**TASK BRIEF:** Begin with the line containing "In this exercise you will mark the small" and copy each line exactly through the last line of the entries, inclusive.

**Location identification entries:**

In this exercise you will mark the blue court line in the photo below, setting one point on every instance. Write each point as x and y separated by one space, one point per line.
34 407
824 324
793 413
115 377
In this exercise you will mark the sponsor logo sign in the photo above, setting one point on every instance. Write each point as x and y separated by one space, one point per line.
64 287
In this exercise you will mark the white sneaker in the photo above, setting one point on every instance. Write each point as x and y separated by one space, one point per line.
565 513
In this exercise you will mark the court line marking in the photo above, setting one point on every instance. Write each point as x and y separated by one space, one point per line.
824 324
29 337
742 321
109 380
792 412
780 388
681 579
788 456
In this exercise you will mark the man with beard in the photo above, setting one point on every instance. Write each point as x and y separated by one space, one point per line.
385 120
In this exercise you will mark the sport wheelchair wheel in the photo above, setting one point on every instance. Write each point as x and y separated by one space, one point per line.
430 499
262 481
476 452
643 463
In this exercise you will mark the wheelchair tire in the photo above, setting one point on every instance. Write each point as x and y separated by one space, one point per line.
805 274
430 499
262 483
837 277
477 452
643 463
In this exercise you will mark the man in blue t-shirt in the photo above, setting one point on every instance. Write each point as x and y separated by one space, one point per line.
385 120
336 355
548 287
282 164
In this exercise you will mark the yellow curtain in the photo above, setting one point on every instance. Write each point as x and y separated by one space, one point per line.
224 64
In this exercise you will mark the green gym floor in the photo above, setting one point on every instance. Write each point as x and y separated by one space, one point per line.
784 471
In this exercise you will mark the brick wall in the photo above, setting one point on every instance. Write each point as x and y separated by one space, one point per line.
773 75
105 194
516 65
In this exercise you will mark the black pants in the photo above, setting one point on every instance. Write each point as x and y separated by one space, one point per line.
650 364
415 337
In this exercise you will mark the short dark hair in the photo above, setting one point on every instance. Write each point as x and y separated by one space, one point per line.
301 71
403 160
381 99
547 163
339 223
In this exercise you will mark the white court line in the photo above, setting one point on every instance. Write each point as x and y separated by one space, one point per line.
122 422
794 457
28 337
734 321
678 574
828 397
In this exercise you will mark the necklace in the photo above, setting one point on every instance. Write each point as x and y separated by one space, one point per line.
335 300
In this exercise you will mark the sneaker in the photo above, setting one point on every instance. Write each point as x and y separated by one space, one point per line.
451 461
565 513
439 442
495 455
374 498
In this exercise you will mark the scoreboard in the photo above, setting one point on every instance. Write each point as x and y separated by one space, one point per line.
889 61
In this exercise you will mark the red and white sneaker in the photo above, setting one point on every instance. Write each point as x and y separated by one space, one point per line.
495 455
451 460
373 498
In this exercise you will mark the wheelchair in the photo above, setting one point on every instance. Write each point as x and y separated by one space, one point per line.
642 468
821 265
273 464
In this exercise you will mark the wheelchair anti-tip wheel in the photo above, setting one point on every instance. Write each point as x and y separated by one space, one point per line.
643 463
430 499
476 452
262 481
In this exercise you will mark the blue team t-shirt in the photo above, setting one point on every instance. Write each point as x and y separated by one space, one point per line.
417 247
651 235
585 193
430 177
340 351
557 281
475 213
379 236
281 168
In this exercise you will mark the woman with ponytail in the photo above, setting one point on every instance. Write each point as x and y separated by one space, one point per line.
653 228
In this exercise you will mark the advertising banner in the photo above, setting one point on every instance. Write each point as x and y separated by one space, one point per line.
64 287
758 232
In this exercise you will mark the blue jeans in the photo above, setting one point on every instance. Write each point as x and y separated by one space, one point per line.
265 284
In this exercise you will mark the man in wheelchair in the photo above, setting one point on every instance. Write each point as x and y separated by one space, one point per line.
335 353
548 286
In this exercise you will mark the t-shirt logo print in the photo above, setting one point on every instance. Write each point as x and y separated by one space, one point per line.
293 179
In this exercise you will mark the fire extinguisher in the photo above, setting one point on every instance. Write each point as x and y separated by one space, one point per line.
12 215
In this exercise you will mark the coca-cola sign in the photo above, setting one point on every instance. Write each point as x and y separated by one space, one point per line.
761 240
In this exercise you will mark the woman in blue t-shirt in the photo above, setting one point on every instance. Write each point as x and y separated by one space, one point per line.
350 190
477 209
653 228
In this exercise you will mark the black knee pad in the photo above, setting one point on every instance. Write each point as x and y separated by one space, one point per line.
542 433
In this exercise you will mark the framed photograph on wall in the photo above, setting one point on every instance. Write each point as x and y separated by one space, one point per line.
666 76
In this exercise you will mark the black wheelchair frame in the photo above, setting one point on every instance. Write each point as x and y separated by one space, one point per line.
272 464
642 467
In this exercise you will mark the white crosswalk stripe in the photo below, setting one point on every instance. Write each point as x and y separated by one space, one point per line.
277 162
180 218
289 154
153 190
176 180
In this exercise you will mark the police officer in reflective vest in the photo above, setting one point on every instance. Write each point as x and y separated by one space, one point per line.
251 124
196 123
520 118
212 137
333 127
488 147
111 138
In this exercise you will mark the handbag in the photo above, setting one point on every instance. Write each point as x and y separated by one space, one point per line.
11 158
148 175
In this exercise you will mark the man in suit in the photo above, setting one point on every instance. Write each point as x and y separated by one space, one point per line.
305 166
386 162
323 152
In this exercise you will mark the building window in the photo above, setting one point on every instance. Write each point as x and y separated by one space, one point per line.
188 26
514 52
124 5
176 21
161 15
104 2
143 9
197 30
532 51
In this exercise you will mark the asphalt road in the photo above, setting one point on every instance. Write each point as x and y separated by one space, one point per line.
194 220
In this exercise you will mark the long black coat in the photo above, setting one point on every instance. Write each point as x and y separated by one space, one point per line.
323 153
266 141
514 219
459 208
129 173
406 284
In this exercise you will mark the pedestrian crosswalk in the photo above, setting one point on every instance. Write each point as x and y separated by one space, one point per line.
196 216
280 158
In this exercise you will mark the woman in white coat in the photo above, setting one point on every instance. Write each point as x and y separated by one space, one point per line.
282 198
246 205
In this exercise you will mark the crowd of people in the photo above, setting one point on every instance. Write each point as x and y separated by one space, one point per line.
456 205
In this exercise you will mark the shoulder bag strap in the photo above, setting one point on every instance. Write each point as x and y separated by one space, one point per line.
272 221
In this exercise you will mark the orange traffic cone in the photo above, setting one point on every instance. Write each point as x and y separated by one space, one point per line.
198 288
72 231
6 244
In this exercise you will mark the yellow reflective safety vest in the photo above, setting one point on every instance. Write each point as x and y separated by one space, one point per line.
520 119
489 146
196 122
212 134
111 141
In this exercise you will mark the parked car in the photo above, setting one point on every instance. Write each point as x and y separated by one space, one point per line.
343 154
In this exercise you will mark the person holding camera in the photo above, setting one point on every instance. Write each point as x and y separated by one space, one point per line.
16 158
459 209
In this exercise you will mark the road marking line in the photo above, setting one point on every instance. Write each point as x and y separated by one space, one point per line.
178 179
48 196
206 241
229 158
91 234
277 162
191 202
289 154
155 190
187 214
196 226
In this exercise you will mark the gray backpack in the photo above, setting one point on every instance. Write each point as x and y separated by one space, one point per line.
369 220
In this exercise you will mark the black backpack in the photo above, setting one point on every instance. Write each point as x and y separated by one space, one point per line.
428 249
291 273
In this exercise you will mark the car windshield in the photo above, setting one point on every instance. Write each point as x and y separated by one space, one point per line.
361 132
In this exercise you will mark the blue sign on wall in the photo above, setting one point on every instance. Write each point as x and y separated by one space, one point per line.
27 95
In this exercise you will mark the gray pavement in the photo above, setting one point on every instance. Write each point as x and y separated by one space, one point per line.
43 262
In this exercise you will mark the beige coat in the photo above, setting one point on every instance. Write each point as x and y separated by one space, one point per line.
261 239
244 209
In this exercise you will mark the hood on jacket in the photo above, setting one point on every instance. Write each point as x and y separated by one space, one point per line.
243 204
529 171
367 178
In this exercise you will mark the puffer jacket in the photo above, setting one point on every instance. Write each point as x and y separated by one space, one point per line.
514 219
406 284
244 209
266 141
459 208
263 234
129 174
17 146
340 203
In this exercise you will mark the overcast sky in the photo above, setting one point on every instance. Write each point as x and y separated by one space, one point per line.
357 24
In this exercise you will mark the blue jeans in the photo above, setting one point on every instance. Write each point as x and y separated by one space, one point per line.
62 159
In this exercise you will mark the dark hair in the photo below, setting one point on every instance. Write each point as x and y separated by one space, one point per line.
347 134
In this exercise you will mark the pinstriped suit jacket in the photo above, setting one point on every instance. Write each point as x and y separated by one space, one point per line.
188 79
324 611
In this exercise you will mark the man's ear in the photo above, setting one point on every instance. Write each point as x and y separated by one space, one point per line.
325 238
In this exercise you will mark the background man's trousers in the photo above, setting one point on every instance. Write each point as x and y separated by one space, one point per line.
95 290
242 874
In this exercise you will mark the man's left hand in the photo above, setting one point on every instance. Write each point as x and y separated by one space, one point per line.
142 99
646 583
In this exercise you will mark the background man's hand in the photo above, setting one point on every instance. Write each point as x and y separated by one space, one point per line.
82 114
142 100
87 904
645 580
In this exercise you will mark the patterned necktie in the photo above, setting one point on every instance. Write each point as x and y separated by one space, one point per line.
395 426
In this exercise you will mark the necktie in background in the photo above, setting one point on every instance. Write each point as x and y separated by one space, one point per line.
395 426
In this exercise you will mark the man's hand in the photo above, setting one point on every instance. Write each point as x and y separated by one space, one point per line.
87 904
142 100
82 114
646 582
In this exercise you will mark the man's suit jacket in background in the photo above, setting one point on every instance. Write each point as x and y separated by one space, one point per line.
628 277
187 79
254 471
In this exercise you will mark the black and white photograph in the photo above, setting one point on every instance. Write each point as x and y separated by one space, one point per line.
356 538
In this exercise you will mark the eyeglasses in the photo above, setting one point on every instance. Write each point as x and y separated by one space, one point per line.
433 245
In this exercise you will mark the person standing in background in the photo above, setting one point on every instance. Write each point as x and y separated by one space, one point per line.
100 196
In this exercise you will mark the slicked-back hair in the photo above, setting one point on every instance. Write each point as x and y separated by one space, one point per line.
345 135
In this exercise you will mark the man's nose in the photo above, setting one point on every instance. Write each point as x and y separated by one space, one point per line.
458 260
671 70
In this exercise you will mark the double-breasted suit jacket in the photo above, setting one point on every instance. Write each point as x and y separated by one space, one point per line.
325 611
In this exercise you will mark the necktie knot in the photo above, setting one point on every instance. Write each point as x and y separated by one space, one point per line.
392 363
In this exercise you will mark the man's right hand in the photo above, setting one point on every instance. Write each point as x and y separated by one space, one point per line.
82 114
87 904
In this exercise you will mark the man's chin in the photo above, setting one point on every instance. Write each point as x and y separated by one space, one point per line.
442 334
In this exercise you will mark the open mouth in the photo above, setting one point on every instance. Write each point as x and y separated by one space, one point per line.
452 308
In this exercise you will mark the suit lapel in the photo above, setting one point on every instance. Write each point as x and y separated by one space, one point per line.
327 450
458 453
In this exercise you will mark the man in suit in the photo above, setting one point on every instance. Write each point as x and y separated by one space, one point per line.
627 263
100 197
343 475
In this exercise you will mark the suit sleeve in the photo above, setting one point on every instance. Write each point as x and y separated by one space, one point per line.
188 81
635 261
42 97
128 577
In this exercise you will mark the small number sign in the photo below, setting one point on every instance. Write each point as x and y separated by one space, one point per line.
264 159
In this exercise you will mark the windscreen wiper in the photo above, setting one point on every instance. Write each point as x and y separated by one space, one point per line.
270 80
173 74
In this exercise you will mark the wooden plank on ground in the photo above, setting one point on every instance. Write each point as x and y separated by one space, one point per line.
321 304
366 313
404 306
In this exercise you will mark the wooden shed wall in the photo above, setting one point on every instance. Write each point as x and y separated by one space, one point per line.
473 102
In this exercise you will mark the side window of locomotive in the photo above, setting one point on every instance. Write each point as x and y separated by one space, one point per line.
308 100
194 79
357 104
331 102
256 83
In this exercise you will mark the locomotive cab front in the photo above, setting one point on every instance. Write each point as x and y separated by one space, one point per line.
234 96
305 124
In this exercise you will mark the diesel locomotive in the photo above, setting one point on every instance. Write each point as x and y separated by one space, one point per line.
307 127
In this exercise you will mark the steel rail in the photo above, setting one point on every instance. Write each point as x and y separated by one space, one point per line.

**ANSWER TO THIS TASK:**
In this exercise you will mark the small number sign in the photo below, setting one point on every instance. Write each point as x and y separated by one space, one point per line.
264 159
In this exercise you will mark the windscreen wiper in the photo above, setting one point on every instance. Write each point as x and y separated by one space, one point per line.
270 80
173 74
In this exercise you will mark the wooden plank on ground in the photo above, setting one point on every instance. Write each point as x and y separated by one space, one point per line.
321 304
366 313
404 306
In this exercise you will mark the wooden shed wall in the photo above, setting one point on every instance. Write each point as x and y separated by one space, one point per line.
473 102
In this exercise you will mark the side window of locomotive in the photo above, setting one point on every instance. Write each point as x and y separated by one space, one point per line.
308 100
194 79
357 104
331 102
256 83
In this exercise you will mark the locomotive cab front in the photo above, setting one point on every instance. Write each point as x and y separated by one space, one point per line.
234 96
305 124
In this exercise you will mark the diesel locomotive in the photo above, setting one point on every instance. Write each point as x and y separated by one space, one point per line.
307 127
In this exercise you will mark the steel rail in the photo above, setting one point on every instance. Write each point as x and y separated by one space, one point per line.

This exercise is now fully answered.